** Data supplied follows **
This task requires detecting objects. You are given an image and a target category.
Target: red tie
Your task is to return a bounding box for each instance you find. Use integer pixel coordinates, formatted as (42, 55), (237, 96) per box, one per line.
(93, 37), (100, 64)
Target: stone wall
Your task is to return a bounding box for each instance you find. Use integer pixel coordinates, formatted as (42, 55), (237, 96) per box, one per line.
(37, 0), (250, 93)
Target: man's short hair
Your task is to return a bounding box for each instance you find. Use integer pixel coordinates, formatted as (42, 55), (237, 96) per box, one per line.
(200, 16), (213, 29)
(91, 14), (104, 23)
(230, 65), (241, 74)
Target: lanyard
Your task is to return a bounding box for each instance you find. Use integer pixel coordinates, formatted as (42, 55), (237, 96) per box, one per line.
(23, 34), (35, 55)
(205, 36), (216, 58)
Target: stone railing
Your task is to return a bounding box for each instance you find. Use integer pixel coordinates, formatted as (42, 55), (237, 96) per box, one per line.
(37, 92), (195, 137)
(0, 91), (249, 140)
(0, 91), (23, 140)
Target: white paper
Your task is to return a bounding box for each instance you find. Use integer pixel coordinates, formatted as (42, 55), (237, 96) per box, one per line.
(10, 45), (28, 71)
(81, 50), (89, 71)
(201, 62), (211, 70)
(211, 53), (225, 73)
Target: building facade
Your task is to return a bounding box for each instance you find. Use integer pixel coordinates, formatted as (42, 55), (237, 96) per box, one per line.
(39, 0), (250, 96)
** End of Data supplied **
Directions for this task:
Return, word for word, the line containing "Target: lanyard" and all lines after it through the last line of the records, and nothing else.

Output for this exercise:
Target: lanyard
Your task is to return a bounding box for each instance you find. Use integer pixel coordinates, formatted as (42, 55), (237, 96) per box, one per line.
(23, 34), (35, 55)
(205, 36), (216, 58)
Target: stone railing
Your task is to return a bounding box for each instance you find. Use integer pixel coordinates, formatted as (42, 55), (237, 96) per box, one per line.
(37, 92), (195, 137)
(0, 91), (249, 140)
(0, 91), (23, 140)
Target: white paper
Your task is to return a bounding box for each instance you find. Use integer pixel coordinates, formatted as (42, 55), (237, 96) per box, one per line.
(10, 45), (28, 71)
(81, 50), (89, 71)
(201, 62), (211, 70)
(211, 53), (225, 73)
Target: building facade
Your task is to return a bounding box for each instance you find. Use integer pixel coordinates, formatted as (42, 55), (237, 96) per box, one per line.
(39, 0), (250, 96)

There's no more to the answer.